● **THE REQUEST**
Copy each of the items below word for word, keeping every line in its original order.

# # # #

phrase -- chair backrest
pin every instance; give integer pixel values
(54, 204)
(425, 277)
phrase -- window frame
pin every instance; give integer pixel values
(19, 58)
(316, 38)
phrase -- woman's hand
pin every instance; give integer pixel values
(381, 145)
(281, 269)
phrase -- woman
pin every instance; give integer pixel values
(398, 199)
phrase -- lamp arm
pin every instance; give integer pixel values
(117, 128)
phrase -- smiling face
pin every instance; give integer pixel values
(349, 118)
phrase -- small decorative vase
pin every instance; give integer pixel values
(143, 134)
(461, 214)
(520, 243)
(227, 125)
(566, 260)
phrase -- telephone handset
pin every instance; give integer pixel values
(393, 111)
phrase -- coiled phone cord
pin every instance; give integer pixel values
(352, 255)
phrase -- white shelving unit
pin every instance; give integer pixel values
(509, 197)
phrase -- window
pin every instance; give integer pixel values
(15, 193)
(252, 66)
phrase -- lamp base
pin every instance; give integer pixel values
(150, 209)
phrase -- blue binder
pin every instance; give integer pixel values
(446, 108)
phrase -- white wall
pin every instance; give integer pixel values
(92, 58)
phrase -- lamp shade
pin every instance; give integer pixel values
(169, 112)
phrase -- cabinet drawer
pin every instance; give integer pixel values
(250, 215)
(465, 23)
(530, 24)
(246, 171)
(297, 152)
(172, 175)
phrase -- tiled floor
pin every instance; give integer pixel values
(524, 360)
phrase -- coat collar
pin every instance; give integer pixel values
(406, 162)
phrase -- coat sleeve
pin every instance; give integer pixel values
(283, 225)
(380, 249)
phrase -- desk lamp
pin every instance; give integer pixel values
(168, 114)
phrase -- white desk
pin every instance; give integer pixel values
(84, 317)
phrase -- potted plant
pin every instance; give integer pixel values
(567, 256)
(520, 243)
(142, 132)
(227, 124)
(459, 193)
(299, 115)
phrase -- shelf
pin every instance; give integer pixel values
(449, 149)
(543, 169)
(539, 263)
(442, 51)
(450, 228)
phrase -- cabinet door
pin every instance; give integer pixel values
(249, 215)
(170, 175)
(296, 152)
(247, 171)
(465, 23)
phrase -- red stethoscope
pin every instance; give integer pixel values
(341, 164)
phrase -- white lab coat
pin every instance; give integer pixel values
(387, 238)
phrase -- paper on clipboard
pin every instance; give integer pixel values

# # # #

● **FINAL ANSWER**
phrase -- chair backrest
pin every instance; give integer pixel values
(54, 204)
(425, 277)
phrase -- window frame
pin every instance; give integer pixel values
(19, 58)
(316, 38)
phrase -- woman's hand
pin every instance; give integer pixel values
(381, 145)
(281, 269)
phrase -- woman
pin every instance; give integer pixel values
(398, 199)
phrase -- lamp arm
pin every instance; give integer pixel values
(117, 128)
phrase -- smiling face
pin every instance; give integer pixel values
(349, 118)
phrase -- small decorative vase
pin every instance; give integer pixel values
(143, 134)
(461, 214)
(520, 243)
(227, 125)
(566, 260)
phrase -- telephone handset
pin every instance; give integer pixel values
(393, 111)
phrase -- coiled phone cord
pin every instance; give integer pixel values
(352, 255)
phrase -- white shelving unit
pin every instance; give integer pixel values
(509, 197)
phrase -- window
pin every instance; give integer pixel values
(15, 193)
(252, 66)
phrase -- lamp base
pin every instance; give integer pixel values
(150, 209)
phrase -- blue binder
pin every instance; give integer pixel values
(446, 108)
phrase -- white wall
pin every instance; give integer pixel values
(92, 58)
phrase -- lamp shade
pin every instance; give integer pixel values
(169, 112)
phrase -- cabinet drawer
pin every instance; give integer pixel values
(250, 215)
(465, 23)
(530, 24)
(246, 171)
(297, 152)
(172, 175)
phrase -- tiled floor
pin every instance; give integer pixel values
(524, 360)
phrase -- coat collar
pin every instance; give integer pixel values
(406, 162)
phrase -- coat sleeve
pin every instance; give integer pixel values
(283, 225)
(380, 249)
phrase -- desk lamp
pin every instance; give integer pixel values
(168, 114)
phrase -- white desk
pin every instance; give integer pixel values
(84, 317)
phrase -- potted plant
pin every instance; give integer pixel values
(567, 256)
(520, 243)
(142, 132)
(227, 124)
(459, 193)
(299, 115)
phrase -- shelf
pin every instance; give integer pixel values
(449, 149)
(543, 169)
(539, 263)
(442, 51)
(450, 228)
phrase -- cabinet door
pin every instance; give integer pixel values
(249, 215)
(170, 175)
(296, 152)
(247, 171)
(465, 23)
phrase -- red stethoscope
pin every instance; give integer pixel values
(341, 164)
phrase -- white lab coat
pin every instance; give integer pixel values
(387, 238)
phrase -- paper on clipboard
pin every instance; give integer pixel values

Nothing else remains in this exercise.